--- START ---
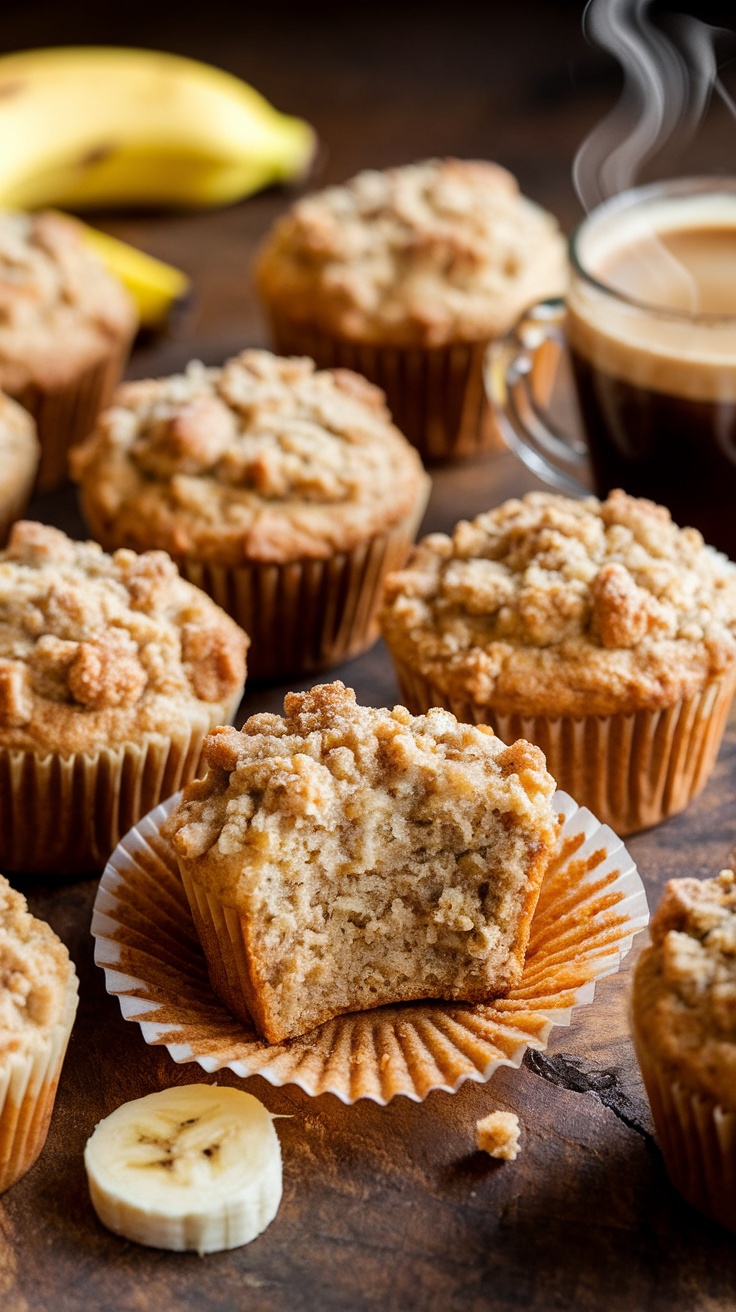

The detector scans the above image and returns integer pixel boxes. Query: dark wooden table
[3,3,736,1308]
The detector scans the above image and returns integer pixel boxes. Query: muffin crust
[256,159,567,348]
[72,350,429,566]
[0,521,248,755]
[381,490,736,717]
[632,871,736,1111]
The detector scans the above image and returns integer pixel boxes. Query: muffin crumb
[475,1111,521,1160]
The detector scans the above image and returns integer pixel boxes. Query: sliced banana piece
[84,1084,282,1254]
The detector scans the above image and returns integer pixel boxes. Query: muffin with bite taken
[163,681,559,1044]
[0,521,248,874]
[381,489,736,834]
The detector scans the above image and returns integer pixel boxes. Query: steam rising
[574,0,732,211]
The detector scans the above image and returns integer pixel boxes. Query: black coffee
[568,219,736,556]
[570,349,736,557]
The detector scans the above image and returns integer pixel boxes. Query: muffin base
[176,486,429,682]
[265,313,500,462]
[0,971,78,1193]
[11,335,134,494]
[392,661,736,835]
[0,712,235,876]
[633,1029,736,1232]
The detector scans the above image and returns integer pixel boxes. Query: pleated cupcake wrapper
[92,789,648,1105]
[175,487,429,682]
[265,313,502,462]
[632,1032,736,1232]
[0,971,78,1193]
[0,716,219,876]
[11,334,134,493]
[392,661,736,836]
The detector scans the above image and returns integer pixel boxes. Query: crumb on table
[475,1111,521,1161]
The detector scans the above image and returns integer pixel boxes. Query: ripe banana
[77,220,190,330]
[0,47,316,210]
[84,1084,283,1254]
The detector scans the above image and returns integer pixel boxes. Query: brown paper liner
[264,313,503,462]
[0,971,78,1193]
[175,487,429,682]
[10,334,134,493]
[391,661,736,836]
[92,790,648,1104]
[0,716,220,876]
[632,1029,736,1232]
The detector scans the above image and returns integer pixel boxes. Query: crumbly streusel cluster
[650,872,736,1033]
[0,873,71,1056]
[71,350,426,563]
[633,870,736,1111]
[167,680,556,872]
[0,521,247,741]
[381,490,736,715]
[0,211,130,335]
[256,159,567,346]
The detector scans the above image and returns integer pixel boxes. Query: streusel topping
[0,211,136,393]
[0,873,75,1058]
[71,350,428,565]
[633,871,736,1110]
[166,680,557,893]
[381,490,736,716]
[255,159,567,347]
[0,521,247,754]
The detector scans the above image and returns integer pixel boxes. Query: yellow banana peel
[75,220,190,330]
[0,46,317,210]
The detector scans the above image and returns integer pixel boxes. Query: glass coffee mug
[486,176,736,559]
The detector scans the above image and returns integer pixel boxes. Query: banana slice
[84,1084,282,1254]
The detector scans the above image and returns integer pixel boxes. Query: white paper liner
[93,791,648,1105]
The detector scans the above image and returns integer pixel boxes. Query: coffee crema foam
[568,192,736,403]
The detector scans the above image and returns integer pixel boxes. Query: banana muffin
[631,871,736,1231]
[0,210,137,492]
[164,680,559,1044]
[381,489,736,833]
[0,392,39,546]
[71,348,429,680]
[256,158,567,460]
[0,520,248,873]
[0,873,78,1192]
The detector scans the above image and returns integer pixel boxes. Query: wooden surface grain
[3,2,736,1308]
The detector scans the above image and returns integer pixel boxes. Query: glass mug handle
[485,297,591,496]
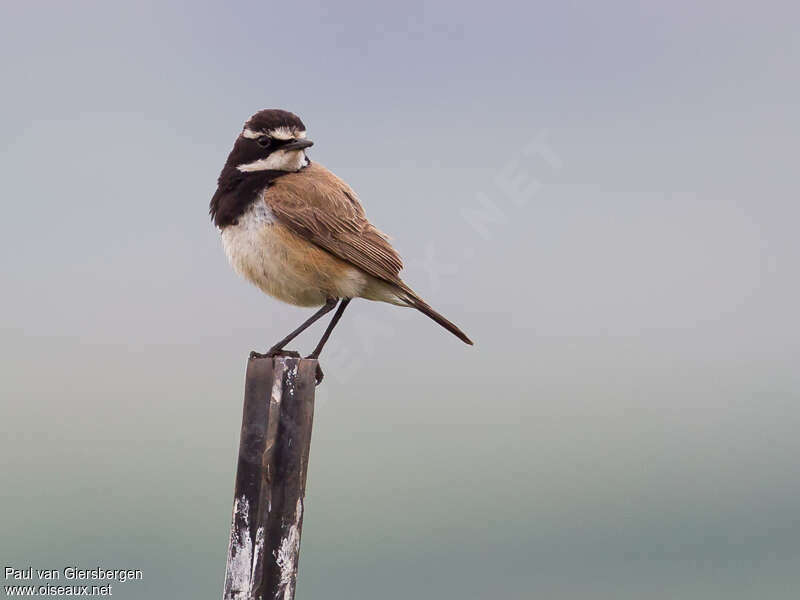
--- END ---
## What you will do
Omit the images and transcribe all of the records above word for word.

## Response box
The detector scans the above image and returns integer pixel boxes. Query: dark wooden table
[3,3,736,1308]
The detector scans the above image and returns integer pixel boxes. Query: muffin crust
[256,159,567,348]
[72,350,429,566]
[0,521,248,755]
[381,490,736,717]
[632,871,736,1111]
The detector scans the above image and returns integer pixel boxes. Query: muffin crumb
[475,1111,521,1160]
The detector scans the above image and returns integer pixel boxes. Query: sliced banana piece
[84,1084,282,1254]
The detector scans the above image and returns integer pixel boxes. Query: muffin with bite taken
[163,681,559,1044]
[0,521,248,874]
[381,489,736,834]
The detector scans the above image and returns integer pixel boxes. Query: steam rising
[574,0,732,211]
The detector scans the above image and returns integer pixel boxes. Query: black coffee
[568,219,736,556]
[570,349,736,557]
The detector scans the above image and returns integer pixel boxes. Query: muffin base
[176,486,429,682]
[265,313,500,462]
[0,971,78,1193]
[11,335,134,494]
[392,661,736,835]
[0,712,235,876]
[633,1029,736,1232]
The detector scans the above image and returns integer pixel boxes. Query: pleated cupcake wrapper
[92,789,648,1105]
[175,487,429,682]
[265,313,502,462]
[632,1032,736,1232]
[0,971,78,1193]
[0,716,219,876]
[11,334,134,493]
[392,661,736,836]
The detector scans the above image and returns integer pixel boxes. Query: crumb on table
[475,1111,521,1161]
The detector scans the above image and returns integer pixel boxes. Query: ripe banana
[77,220,190,330]
[0,47,316,210]
[84,1084,283,1254]
The detector scans the above image and returns integer pixel boxes. Query: brown paper liner
[264,313,503,462]
[0,971,78,1193]
[175,487,429,682]
[10,334,134,493]
[391,661,736,836]
[92,790,648,1104]
[0,716,220,876]
[632,1029,736,1232]
The detector scans the above image and returns integer pixel boxes. Query: crumbly streusel cluster
[650,872,736,1033]
[0,873,71,1056]
[71,350,426,563]
[633,870,736,1111]
[167,680,556,872]
[0,521,247,741]
[381,490,736,715]
[0,211,130,335]
[256,159,567,346]
The detector scans the above image and returns integer pixel boxes. Query: streusel topping
[0,211,136,393]
[0,873,75,1058]
[71,350,428,565]
[633,871,736,1110]
[166,680,557,893]
[381,490,736,716]
[255,159,567,347]
[0,521,247,754]
The detector scans the above image and returns integer pixel boxes. Query: yellow banana peel
[75,220,190,330]
[0,46,317,210]
The detector scans the above image and returns integer pixel boxes. Query: glass coffee mug
[486,176,736,559]
The detector scans the above image and returns integer pixel boxes. Query: banana slice
[84,1084,282,1254]
The detector scans the above image and returns integer pixel boxes. Query: white paper liner
[93,791,648,1105]
The detector scans the above image and returns integer pixel boxes. Query: coffee crema foam
[568,192,736,403]
The detector scans the above image and returns integer pixel boxes. Query: banana muffin
[631,871,736,1231]
[0,210,137,492]
[164,680,559,1044]
[381,489,736,833]
[0,392,39,546]
[71,348,429,680]
[256,158,567,460]
[0,520,248,873]
[0,873,78,1192]
The detector scans the above image and returns integer pixel boxes. Query: wooden surface grain
[3,2,736,1308]
The detector scans the above image and returns integer pixel boxes. Query: glass mug handle
[485,297,591,496]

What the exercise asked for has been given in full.